TASK STATEMENT: Could you print out every entry, character for character?
+++ SOURCE MATERIAL +++
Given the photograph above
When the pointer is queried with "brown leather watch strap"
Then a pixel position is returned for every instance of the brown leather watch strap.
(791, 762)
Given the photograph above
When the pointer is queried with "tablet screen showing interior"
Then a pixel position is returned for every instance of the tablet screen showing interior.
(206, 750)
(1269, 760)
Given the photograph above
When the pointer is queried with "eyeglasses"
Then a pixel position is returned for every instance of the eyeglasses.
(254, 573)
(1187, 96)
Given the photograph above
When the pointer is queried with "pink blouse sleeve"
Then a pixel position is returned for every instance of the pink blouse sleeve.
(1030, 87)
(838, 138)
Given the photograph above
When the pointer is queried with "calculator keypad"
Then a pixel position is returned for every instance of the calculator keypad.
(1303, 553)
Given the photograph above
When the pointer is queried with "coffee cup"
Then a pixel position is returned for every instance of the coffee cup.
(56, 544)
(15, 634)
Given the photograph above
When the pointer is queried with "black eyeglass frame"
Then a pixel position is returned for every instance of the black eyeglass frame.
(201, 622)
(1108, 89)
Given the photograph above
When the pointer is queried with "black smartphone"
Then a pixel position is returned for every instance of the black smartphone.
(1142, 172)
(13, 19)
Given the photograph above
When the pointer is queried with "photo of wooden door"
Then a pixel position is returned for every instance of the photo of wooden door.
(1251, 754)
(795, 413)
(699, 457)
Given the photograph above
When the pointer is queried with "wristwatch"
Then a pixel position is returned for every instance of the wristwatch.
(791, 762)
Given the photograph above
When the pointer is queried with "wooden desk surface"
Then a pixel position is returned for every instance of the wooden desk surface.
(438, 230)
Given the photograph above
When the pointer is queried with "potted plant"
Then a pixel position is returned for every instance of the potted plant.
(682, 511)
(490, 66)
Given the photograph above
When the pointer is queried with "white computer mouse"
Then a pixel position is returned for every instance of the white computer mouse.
+++
SOLUTION FOR THIS PROBLEM:
Given the photograph above
When the pointer is queried with "brown leather watch strap"
Then a pixel position is returned for every instance of the brown leather watch strap.
(791, 762)
Given the photograph above
When the pointer is queried with "tablet screen showing interior"
Then a pixel position is returned for every instance of the tablet screen showing interior.
(206, 750)
(1269, 760)
Given the photograph above
When the pointer is queried with "eyeglasses"
Then a pixel position is returned for every instance of the eyeglasses.
(254, 573)
(1187, 96)
Given the photograph above
When the pointer is queried with "pink blouse sleeve"
Then a pixel position is returned for every instance of the pink blouse sleeve.
(1030, 87)
(838, 138)
Given the photograph above
When the pointer is queried with "calculator keypad"
Then a pixel position is returned for every instance of the calculator keypad.
(1303, 553)
Given the photograph above
When the pointer is queried with "coffee cup"
Then a pixel position is returned for every instance of the coffee cup.
(56, 544)
(15, 634)
Given the photograph above
When the pointer is queried with "black eyeglass frame"
Then a pixel position is returned for every instance of the black eyeglass frame.
(201, 622)
(1108, 89)
Given the photograph above
When the pointer is queried with "black smartphone"
Then a pixel position is returned for every instance of the black smartphone.
(1142, 172)
(13, 19)
Given the photograph above
When the pointer is queried with "photo of wooden door"
Then a pixel position is returned for every instance of the photo of wooden door.
(1251, 754)
(795, 413)
(699, 457)
Given the photograph above
When the pointer is queried with "wristwatch"
Then a pixel position is returned for every instance of the wristwatch.
(791, 762)
Given the photograph above
When the pointer is queried with "wooden desk surface"
Then a pixel position is returned for every instance of the wooden desk surface.
(438, 230)
Given the photograph above
When the pointer is queried with "potted plant"
Then a pixel position is returned for every instance of the potted plant.
(682, 511)
(490, 66)
Given the photograph above
When the pointer is queried with "white computer mouse"
Then a pixel position is returned for every instance of the white computer mouse.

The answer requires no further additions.